Swap "blurred background" for "soft-focus background" throughout the part of the listing that opens with the line containing "task: segment the blurred background" and closes with the line containing "Trace the outline of every instance of the blurred". Return only those lines, with everything else left as it is.

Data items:
┄┄┄┄┄┄
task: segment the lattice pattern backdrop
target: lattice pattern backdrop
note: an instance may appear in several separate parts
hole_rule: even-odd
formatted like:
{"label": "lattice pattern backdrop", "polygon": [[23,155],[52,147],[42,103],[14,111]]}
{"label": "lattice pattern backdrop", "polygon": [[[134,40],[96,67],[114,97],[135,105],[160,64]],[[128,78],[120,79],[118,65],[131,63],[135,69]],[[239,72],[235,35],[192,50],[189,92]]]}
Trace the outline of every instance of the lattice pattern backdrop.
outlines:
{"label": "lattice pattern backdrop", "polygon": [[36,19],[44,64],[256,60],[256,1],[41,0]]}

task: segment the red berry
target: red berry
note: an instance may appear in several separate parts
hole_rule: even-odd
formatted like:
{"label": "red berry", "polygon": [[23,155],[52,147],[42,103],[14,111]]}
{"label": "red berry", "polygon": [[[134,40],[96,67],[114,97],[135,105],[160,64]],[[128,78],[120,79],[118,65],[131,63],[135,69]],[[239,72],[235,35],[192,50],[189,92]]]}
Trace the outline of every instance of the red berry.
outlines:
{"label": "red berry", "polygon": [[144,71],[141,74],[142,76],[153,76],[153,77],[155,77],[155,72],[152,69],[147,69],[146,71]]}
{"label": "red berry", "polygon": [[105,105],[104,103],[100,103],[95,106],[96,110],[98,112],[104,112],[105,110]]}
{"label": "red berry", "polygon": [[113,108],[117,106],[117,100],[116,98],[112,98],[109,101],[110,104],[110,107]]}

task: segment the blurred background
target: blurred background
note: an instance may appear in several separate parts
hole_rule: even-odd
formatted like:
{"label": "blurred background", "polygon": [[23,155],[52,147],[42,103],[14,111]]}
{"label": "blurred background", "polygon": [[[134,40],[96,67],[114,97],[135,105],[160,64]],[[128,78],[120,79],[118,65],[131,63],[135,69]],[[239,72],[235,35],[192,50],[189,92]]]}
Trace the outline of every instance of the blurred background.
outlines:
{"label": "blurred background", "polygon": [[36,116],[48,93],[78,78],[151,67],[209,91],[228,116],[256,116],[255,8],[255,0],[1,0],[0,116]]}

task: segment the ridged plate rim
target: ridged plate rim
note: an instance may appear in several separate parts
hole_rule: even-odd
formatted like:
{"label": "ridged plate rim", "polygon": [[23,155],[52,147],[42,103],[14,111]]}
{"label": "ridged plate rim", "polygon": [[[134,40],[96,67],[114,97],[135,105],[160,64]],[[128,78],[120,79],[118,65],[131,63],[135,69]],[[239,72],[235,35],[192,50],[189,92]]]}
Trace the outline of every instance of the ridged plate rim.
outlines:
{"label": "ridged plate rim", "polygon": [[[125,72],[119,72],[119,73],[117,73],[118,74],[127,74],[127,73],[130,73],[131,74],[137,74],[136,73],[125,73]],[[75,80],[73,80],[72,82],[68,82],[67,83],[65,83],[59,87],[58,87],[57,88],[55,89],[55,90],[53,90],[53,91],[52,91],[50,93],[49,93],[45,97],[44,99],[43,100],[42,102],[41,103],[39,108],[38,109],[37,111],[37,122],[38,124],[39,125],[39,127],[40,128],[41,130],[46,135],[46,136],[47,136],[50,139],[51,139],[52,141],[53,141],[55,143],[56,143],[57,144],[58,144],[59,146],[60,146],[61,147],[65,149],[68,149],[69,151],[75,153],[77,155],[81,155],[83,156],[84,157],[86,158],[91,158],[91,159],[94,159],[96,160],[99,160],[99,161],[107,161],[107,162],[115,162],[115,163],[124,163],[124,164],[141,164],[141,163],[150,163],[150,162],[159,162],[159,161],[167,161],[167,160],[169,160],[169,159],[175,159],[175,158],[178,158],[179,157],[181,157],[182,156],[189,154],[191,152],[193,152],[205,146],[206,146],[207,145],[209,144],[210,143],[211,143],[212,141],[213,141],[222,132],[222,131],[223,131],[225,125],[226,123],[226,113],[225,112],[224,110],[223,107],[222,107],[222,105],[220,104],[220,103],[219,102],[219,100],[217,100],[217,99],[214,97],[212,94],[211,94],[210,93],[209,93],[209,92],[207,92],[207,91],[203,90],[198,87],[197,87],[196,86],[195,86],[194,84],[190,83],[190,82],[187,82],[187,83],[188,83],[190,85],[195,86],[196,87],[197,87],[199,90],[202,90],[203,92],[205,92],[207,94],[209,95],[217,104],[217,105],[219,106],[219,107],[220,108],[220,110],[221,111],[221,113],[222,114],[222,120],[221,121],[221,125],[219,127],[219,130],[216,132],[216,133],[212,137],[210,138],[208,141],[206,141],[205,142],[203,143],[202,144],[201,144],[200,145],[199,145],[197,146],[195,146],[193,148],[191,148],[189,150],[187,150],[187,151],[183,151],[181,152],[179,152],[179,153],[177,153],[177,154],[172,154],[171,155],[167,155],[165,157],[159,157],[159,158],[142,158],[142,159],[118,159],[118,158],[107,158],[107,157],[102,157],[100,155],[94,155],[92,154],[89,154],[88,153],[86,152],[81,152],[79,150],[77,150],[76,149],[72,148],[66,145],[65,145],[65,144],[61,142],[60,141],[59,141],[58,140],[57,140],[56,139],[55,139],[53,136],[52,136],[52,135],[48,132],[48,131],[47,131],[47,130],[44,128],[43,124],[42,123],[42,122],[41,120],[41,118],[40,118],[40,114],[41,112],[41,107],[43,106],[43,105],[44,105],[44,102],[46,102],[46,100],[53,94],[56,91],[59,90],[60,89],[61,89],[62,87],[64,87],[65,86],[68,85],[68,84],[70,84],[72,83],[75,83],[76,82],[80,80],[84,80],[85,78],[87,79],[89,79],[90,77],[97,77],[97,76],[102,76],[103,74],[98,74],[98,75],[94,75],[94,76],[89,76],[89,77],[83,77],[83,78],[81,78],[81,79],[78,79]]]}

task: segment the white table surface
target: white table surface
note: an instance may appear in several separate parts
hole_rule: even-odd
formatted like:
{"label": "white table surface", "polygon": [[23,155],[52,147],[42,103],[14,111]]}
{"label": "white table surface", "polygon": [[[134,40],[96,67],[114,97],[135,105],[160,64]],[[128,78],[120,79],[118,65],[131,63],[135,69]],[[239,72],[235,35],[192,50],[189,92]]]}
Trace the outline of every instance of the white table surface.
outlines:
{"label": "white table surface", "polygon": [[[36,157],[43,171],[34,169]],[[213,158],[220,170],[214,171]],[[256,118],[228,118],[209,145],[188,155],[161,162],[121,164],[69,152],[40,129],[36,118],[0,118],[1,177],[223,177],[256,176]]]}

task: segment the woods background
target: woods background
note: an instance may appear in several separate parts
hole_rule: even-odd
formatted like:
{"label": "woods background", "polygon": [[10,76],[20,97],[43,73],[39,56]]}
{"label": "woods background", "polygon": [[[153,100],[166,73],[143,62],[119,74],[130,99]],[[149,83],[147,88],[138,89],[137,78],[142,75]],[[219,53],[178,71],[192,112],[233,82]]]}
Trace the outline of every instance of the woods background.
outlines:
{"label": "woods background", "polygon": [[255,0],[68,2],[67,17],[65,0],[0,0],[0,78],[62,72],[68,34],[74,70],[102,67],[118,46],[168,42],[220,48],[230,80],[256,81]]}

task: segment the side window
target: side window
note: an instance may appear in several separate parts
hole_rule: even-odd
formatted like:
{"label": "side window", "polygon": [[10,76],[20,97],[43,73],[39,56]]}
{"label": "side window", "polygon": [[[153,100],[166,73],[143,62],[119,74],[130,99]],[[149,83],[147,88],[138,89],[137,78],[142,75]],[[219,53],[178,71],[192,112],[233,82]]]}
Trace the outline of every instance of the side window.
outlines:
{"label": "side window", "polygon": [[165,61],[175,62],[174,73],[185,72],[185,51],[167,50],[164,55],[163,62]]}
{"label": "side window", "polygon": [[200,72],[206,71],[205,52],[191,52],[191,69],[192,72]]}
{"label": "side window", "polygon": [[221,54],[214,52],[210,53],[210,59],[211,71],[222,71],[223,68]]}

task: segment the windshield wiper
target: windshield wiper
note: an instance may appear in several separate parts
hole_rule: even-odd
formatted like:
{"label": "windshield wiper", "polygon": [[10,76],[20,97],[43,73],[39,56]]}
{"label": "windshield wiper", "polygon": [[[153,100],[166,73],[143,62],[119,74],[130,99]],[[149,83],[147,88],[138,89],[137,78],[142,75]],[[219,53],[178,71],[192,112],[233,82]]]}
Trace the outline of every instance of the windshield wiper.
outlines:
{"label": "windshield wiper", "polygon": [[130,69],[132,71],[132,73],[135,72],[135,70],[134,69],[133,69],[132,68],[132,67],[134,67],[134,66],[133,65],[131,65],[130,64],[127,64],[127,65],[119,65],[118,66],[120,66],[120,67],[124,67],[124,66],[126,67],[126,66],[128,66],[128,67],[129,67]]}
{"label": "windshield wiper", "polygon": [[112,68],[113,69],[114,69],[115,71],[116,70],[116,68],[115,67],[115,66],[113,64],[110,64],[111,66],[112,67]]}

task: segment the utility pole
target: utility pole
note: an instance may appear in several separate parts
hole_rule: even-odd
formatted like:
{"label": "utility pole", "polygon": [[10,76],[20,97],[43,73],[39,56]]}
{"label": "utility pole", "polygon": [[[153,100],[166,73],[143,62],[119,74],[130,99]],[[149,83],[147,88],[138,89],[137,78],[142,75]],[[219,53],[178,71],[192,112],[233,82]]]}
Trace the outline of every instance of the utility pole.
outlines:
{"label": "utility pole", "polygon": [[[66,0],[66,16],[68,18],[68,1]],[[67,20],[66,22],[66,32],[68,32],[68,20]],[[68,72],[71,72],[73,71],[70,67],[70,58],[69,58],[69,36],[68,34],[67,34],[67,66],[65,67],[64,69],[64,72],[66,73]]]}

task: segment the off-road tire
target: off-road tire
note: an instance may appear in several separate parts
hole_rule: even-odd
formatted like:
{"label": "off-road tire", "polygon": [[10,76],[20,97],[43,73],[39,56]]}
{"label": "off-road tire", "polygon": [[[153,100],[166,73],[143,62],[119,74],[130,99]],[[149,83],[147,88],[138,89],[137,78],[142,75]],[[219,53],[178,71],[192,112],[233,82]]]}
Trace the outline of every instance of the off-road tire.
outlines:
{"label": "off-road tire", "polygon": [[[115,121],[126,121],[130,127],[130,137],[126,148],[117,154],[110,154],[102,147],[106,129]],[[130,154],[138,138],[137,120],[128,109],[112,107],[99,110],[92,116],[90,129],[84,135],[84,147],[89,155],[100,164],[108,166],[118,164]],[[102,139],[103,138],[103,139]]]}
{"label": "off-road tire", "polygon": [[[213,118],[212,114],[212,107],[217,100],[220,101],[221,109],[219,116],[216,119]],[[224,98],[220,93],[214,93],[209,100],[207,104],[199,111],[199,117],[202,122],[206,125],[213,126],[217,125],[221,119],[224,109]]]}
┄┄┄┄┄┄
**The answer**.
task: segment the soft-focus background
target: soft-focus background
note: an instance may appear in several separate parts
hole_rule: even-odd
formatted like:
{"label": "soft-focus background", "polygon": [[23,155],[52,147],[42,103],[14,111]]}
{"label": "soft-focus background", "polygon": [[[134,40],[96,67],[114,97],[135,105],[160,64]],[[128,78],[120,79],[118,65],[131,63],[135,69]],[[239,72],[235,35],[192,50],[189,92]]]}
Trace the outline of every instance of the soft-focus background.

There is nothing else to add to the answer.